Write out every record again, exactly.
*** Opening RECORDS SUPPLIED ***
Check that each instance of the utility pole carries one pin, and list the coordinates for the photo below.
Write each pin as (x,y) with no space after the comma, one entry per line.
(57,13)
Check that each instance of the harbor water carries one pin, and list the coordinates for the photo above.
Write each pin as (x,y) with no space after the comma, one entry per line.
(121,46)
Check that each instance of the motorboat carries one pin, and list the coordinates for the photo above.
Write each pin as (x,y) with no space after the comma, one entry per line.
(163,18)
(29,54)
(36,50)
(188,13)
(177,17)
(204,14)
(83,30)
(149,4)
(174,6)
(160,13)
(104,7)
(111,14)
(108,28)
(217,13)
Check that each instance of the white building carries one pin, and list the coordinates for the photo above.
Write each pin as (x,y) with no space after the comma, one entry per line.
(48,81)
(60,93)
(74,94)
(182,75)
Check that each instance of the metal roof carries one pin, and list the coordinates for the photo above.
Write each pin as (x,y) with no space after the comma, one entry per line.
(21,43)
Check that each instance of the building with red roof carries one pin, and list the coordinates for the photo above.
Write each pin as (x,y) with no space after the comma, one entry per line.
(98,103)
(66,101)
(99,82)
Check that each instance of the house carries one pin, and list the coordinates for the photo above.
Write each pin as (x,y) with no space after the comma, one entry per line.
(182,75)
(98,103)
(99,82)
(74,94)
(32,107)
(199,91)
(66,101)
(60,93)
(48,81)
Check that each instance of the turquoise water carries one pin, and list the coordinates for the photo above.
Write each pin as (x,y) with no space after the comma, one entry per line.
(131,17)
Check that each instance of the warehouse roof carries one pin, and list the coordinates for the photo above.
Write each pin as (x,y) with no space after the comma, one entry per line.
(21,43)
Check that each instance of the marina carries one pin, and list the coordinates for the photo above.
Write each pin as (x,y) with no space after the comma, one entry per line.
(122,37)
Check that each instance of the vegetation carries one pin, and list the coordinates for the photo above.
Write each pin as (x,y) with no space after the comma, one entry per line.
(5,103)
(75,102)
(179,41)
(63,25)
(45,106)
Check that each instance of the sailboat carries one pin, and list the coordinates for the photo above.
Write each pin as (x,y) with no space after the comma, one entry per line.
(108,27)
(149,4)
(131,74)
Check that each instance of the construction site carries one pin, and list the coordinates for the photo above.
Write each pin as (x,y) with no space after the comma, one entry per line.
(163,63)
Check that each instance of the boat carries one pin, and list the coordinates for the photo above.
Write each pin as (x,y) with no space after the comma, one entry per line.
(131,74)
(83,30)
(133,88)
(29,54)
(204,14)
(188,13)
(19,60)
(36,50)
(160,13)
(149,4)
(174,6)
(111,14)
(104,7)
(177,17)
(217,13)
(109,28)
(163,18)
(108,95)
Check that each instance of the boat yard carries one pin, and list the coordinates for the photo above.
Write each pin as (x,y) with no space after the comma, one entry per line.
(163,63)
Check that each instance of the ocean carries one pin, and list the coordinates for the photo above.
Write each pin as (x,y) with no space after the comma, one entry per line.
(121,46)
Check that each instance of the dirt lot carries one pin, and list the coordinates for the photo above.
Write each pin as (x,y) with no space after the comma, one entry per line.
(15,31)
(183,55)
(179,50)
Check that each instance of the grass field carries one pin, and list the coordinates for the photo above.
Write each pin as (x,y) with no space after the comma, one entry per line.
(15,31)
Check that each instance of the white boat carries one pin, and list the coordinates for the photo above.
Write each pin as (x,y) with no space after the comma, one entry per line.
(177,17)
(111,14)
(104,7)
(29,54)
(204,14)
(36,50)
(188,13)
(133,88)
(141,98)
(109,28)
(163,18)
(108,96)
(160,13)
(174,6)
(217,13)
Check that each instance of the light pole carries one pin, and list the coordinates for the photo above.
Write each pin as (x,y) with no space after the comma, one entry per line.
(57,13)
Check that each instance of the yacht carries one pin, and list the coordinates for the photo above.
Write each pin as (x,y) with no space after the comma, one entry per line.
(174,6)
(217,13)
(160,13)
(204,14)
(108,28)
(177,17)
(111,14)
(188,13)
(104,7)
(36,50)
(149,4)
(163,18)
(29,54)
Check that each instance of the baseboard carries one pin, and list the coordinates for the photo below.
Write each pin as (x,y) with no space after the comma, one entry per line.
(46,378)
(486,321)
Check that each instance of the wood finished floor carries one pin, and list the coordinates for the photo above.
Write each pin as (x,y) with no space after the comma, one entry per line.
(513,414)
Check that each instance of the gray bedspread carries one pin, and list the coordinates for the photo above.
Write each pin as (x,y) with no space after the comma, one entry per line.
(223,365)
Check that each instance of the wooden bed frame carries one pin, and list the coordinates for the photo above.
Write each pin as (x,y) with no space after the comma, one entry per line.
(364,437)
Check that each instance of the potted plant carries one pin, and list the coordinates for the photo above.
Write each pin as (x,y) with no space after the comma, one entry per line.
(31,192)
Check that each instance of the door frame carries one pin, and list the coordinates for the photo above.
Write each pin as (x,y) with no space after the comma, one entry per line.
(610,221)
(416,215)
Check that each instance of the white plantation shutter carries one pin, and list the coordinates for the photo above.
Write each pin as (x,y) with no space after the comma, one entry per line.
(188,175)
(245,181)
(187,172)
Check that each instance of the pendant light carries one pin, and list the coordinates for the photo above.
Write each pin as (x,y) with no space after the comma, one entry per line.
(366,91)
*** Closing RECORDS SUPPLIED ***
§ **WRITTEN REPLY**:
Check that each instance of the utility pole carries one pin, and list the coordinates for the photo below.
Write each pin as (x,y) with no space after the comma, one entry per line.
(57,13)
Check that each instance of the harbor water carries one pin, and list the coordinates for the photo above.
Write each pin as (x,y) with no space after the comma, one entry per line.
(121,46)
Check that each instance of the motorboat carries one pin, and list the coordinates for the photo above.
Write each pin as (x,y) with no space after the comma, one entry per line.
(163,18)
(29,54)
(36,50)
(188,13)
(177,17)
(204,14)
(83,30)
(149,4)
(174,6)
(160,13)
(104,7)
(111,14)
(108,28)
(217,13)
Check that each instance of the white building carries one pin, and list the coordinates for the photo above.
Write each pin as (x,y) with no space after the comma, one entry per line.
(48,81)
(60,93)
(74,94)
(182,75)
Check that each instance of the metal roof carries one pin, and list the coordinates for the photo above.
Write each pin as (x,y) with no space after the comma, one entry per line.
(21,43)
Check that each instance of the building with red roof carries one pin, and list the coordinates for the photo above.
Write each pin as (x,y) with no space after the comma, one entry per line.
(98,103)
(66,101)
(99,82)
Check that each instance of the house carries one pin, and list the coordinates for the photo above.
Write each pin as (x,y) with no space after the comma, one entry per line.
(182,75)
(98,103)
(99,82)
(74,94)
(32,107)
(199,91)
(66,101)
(60,93)
(48,81)
Check that each instance of the turquoise water carries one pin, and list the coordinates for the photo above.
Write each pin as (x,y) with no space after the comma, one entry per line.
(131,17)
Check that each instance of the warehouse roof carries one pin, and list the coordinates for the photo above.
Write each pin as (x,y) with no space after the comma, one entry per line.
(21,43)
Check that each instance of the marina carries one pin, and list the coordinates for the photo above.
Write each pin as (x,y) with no space after the comma, one entry per line.
(122,37)
Check that each instance of the vegetation carries one pin, and list the coordinates for the photo above.
Write each pin as (x,y) with no space after the comma, one entry per line.
(5,103)
(75,102)
(179,41)
(63,25)
(45,106)
Check that each instance of the sailboat carries one pin, and list the coordinates for the photo above.
Write each pin as (x,y) with no space after the comma, one entry per line.
(108,27)
(149,4)
(131,74)
Check that each instance of the construction site carries one pin, and list the coordinates for the photo above.
Write each pin as (x,y) with no space after the comma, one entry per line.
(163,63)
Check that each instance of the boat carries one pin, and list the coordinates for the photo above.
Write each pin as (x,y) with no space after the comma, one entry per line.
(131,74)
(83,30)
(133,88)
(29,54)
(204,14)
(188,13)
(19,60)
(36,50)
(160,13)
(149,4)
(174,6)
(111,14)
(104,7)
(177,17)
(217,13)
(109,28)
(163,18)
(108,95)
Check that each instance of the boat yard carries one pin, and list the coordinates for the photo above.
Write each pin as (x,y) with no space after the comma, one entry per line.
(163,63)
Check that each instance of the ocean carries one pin, and list the coordinates for the photo above.
Write each pin as (x,y) with no space after the comma, one entry per line.
(121,46)
Check that each instance of the dirt lot carries one pin, and list the coordinates for the photo above.
Write each pin as (x,y) with no space after the comma, one entry per line.
(15,31)
(183,55)
(179,50)
Check that each instance of the grass field carries one pin, and list the coordinates for the photo above.
Write each pin as (x,y) with no space after the comma, one entry per line.
(15,31)
Check that each instance of the white boat carries one pin, and list the coordinates for the photo above.
Write each pin as (x,y) with no space after the comma, one entry per line.
(177,17)
(111,14)
(104,7)
(29,54)
(204,14)
(36,50)
(188,13)
(133,88)
(141,98)
(109,28)
(163,18)
(108,96)
(160,13)
(174,6)
(217,13)
Check that each instance of the light pole carries one pin, and list the coordinates for the photo above.
Write each pin as (x,y) with no space after the comma, one entry per line.
(57,13)
Check that each instance of the yacht carries one pin, and list the coordinates for the photo above.
Write each pin as (x,y) with no space after the comma, one entry per line.
(174,6)
(217,13)
(160,13)
(204,14)
(108,28)
(177,17)
(111,14)
(188,13)
(104,7)
(36,50)
(149,4)
(163,18)
(29,54)
Check that each instance of the baseboard carries one pin, and list the coordinates for the photo below.
Write each pin as (x,y) with no space after the comma, one entry per line.
(46,378)
(486,321)
Check that each instance of the wood finished floor carries one pin, and list the coordinates for the photo above.
Write each pin as (x,y) with no space after the comma, one entry per line.
(513,414)
Check that each instance of the gray bedspread carries one pin, and list the coordinates for the photo above.
Write each pin as (x,y) with no space after the comma, one entry per line.
(223,365)
Check that each instance of the wooden bed frame carries one pin, and list the coordinates for the photo above.
Write each pin as (x,y) with no space after the comma, one entry per line.
(364,437)
Check that each instance of the potted plant carries one pin, and list the coordinates for the photo above.
Write each pin as (x,y) with no space after the comma, one entry per line.
(31,192)
Check that each instance of the door frame carries one pin, and list the coordinates for the photo above.
Write each pin as (x,y) with no space after the comma, one entry per line.
(610,221)
(416,215)
Check that each instance of the white plantation shutter carries one pin, and list the coordinates for the photo above.
Write each pin as (x,y) with no space after the comma, one entry per line.
(188,175)
(245,181)
(187,172)
Check that each instance of the pendant light carries one pin, and list the coordinates for the photo above.
Write each pin as (x,y) with no space after the comma, one entry per line.
(366,91)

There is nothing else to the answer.